# TASK STATEMENT:
Copy every line of the material below verbatim, without altering a single character.

Extracted data entries
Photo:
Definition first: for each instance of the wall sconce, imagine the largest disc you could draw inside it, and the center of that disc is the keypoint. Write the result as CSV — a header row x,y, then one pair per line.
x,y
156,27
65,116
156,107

# TASK RESPONSE:
Photo:
Definition first: for each instance of the wall sconce, imagine the largest disc you could draw inside it, and the center of that disc is the keypoint. Write the result as CSV — a header row x,y, then one pair per line.
x,y
156,27
65,116
156,107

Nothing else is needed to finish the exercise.